Work task:
Please copy out the entries below exactly, beginning with the line that contains "Flag the gray" and ending with the line that contains "Flag the person", and include nothing outside that span.

◆ ◆ ◆ ◆ ◆

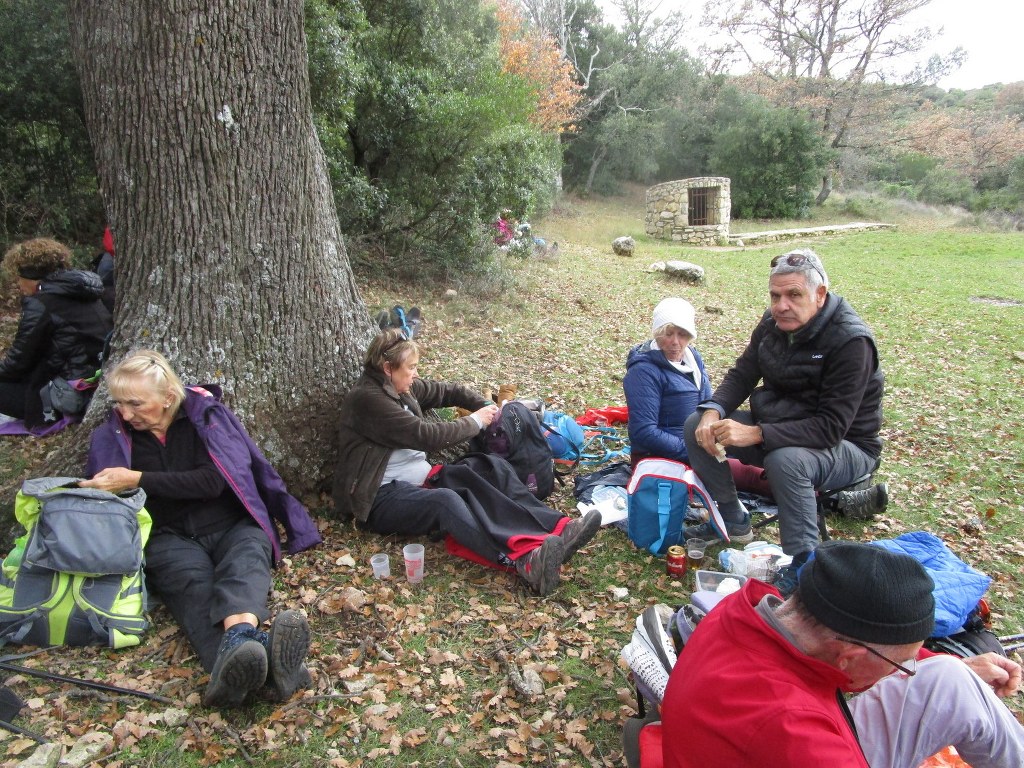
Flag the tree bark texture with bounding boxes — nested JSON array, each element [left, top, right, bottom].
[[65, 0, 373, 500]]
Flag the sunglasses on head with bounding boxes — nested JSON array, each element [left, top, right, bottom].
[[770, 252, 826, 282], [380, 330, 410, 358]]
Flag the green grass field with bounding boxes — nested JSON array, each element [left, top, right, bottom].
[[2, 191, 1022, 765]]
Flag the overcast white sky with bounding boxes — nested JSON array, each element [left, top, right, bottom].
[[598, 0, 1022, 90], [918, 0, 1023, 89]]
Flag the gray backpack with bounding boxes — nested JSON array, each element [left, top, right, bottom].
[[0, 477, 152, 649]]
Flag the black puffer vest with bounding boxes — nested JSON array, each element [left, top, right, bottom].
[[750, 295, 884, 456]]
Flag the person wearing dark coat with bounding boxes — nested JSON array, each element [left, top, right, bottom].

◆ ◆ ◆ ◆ ◆

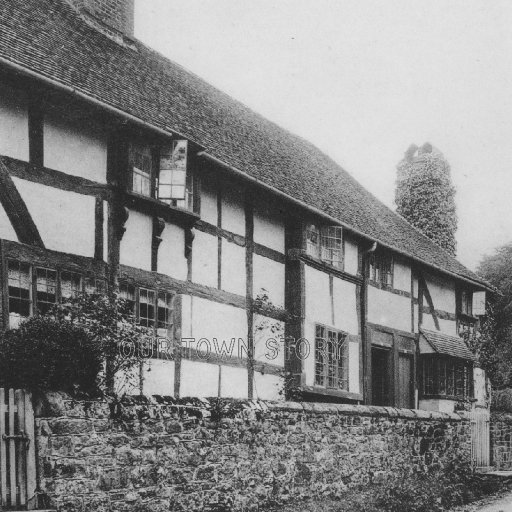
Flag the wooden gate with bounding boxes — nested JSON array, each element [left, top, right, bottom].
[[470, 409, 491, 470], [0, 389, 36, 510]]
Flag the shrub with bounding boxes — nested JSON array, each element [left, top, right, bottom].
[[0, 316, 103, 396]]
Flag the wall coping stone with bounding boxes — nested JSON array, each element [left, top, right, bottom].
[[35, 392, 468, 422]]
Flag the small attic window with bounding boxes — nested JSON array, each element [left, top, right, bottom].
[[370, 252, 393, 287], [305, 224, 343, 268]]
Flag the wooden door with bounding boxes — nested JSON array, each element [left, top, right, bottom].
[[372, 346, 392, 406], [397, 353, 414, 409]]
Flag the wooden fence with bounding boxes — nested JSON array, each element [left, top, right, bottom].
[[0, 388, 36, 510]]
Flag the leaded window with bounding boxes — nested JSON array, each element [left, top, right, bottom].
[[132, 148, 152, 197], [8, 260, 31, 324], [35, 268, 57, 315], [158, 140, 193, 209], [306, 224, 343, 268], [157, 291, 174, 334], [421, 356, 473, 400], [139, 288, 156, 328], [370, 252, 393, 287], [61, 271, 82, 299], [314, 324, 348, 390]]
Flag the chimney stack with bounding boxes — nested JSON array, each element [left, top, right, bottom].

◆ ◆ ◆ ◆ ◆

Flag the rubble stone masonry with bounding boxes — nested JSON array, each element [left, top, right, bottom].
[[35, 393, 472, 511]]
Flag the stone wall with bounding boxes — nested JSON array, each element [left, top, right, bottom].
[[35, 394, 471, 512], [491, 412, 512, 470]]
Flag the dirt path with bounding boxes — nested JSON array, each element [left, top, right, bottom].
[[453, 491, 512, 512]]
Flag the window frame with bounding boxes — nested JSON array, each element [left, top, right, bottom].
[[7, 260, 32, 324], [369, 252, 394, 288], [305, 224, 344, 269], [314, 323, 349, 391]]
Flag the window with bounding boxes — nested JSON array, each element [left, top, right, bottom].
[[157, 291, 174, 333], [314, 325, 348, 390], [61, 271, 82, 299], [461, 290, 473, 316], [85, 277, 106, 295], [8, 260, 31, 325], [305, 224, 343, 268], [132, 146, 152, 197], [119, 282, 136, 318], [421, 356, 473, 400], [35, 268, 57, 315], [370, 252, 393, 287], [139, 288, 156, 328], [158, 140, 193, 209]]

◆ ◆ ◆ ◆ ◆

Written answer:
Flag the gray backpack with bounding boxes — nested JSON array, each element [left, top, right, bottom].
[[0, 477, 152, 649]]
Flag the black puffer vest with bounding boxes — nested JSON array, each element [left, top, right, bottom].
[[750, 295, 884, 456]]
Flag the person wearing dark coat with bounding boxes — nested JSON array, each element [left, top, right, bottom].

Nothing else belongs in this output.